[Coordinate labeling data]
- - - -

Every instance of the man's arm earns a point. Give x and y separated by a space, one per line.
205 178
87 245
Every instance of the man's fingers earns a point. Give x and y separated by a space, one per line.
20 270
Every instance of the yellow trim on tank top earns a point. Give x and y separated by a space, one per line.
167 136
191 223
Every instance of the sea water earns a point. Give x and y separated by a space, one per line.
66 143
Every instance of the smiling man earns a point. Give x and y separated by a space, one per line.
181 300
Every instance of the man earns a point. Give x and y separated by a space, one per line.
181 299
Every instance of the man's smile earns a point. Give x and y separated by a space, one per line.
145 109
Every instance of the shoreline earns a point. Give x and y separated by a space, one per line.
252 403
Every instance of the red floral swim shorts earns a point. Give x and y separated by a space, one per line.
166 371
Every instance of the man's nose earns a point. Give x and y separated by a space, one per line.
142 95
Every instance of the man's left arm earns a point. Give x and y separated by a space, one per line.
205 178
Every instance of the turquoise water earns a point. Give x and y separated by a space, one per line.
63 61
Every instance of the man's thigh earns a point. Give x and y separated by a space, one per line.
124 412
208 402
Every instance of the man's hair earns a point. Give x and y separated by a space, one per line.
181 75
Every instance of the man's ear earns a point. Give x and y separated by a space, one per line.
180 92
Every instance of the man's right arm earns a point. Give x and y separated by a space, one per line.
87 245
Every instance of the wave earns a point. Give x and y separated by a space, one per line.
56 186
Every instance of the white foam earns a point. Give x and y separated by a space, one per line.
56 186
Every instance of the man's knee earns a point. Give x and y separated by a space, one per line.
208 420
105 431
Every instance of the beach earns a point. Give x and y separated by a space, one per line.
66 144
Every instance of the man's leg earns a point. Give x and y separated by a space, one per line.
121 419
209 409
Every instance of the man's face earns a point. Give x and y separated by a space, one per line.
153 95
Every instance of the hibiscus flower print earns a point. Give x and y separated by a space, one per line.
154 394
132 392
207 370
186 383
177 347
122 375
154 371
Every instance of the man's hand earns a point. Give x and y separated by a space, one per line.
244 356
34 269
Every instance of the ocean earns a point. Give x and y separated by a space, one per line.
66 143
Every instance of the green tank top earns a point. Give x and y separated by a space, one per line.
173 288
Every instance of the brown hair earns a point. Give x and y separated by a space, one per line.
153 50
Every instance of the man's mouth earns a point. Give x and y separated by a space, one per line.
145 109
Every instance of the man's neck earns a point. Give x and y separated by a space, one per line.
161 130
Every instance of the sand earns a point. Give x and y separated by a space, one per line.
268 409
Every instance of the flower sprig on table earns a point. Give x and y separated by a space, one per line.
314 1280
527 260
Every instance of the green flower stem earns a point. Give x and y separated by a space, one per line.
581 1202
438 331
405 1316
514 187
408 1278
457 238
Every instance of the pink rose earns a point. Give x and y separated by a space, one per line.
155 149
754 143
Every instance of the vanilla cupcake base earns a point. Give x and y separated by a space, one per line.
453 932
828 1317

- - - -

▸ **Task instructions**: Copy the data above word for word, without changing a single line.

▸ **Worked answer**:
Every instance of the man's arm earns a point. Give x and y separated by a space, one per line.
205 178
87 245
Every instance of the man's fingers earns a point. Give x and y separated by a space, one per line.
20 270
Every instance of the yellow trim on tank top earns a point. Give x and y separated by a space, one per line.
167 136
191 223
Every instance of the sea water earns a point. Give x and y separated by a space, one per line.
66 143
Every instance of the smiling man earns a point. Give x and y separated by a space, one per line.
181 300
Every instance of the man earns a point. Give x and y separated by a space, one per line.
181 299
Every instance of the man's smile earns a point. Give x and y separated by a space, one per line.
145 109
Every instance of the shoreline earns a point. Give x and y separated by a space, one per line.
252 403
Every instance of the red floral swim shorts earns a point. Give x and y separated by a space, one per line.
166 371
Every instance of the man's nose earns a point. Give x and y separated by a space, one per line.
142 95
Every instance of the man's left arm earns a point. Give x and y separated by a space, one per line.
205 178
Every instance of the turquoise water earns a point. Give x and y separated by a space, one per line.
63 61
Every instance of the man's thigh earns a point. Give x and y separated by a space, one per line.
124 412
208 402
Every instance of the man's hair earns a point. Give x and y separated by a space, one per line.
181 75
Every instance of the man's ear earns a point. Give x and y separated by a space, one per line.
180 92
Every instance of the man's right arm earns a point. Give x and y separated by a space, one per line.
87 245
Every instance of the wave earns a point. Give x and y separated by a space, one per line.
56 186
Every instance of the white foam earns a point. Give x and y separated by a space, one per line.
56 186
Every instance of the man's knee earns a point. Give x and y separated by a space, one per line.
208 420
105 431
Every instance of the beach earns a point. Give x and y separated by a space, one per line.
66 144
Every instance of the man's leg earns a point. Give x and y separated by a space, one per line.
121 419
209 409
Every instance of the man's face earns a point. Give x and y separated by a space, one per line.
153 95
Every instance of the hibiscus flower print earns a point. Give x and y separated by a space, one per line.
154 394
132 392
207 370
186 383
177 347
122 375
154 371
Every instance of the man's hand earns a point. Give x and y separated by a space, one per line.
244 356
34 269
Every instance of the ocean earns a point. Give x and y separated by a space, one per line.
66 143
Every instance of the green tank top earns a point. Give x and y separated by a space, one per line.
173 288
Every instance of the brown hair earns a point. Give x and y separated by a space, one per line.
153 50
Every instance of the man's mouth earns a point. Give x and y separated by a space, one per line.
145 109
Every instance of the man's neck earns a point. Give x and y separated by a space, one per line.
161 130
Every instance of the sand earns a point. Give x and y separated by a space, one per line.
268 409
Every instance of the flower sprig on table earns a point. Give x and y separated by a space, one per line.
314 1280
527 260
Every instance of the green flower stem earns a point. Give x and y separated by a space, one per line.
581 1202
438 331
405 1316
514 187
408 1278
457 238
Every instance of the pink rose earns a point. Give x and y separated by a space, one per line.
155 149
754 143
Every instance of the vanilla cupcake base earns a point. Give x and y separated by a space, one per line.
453 932
828 1317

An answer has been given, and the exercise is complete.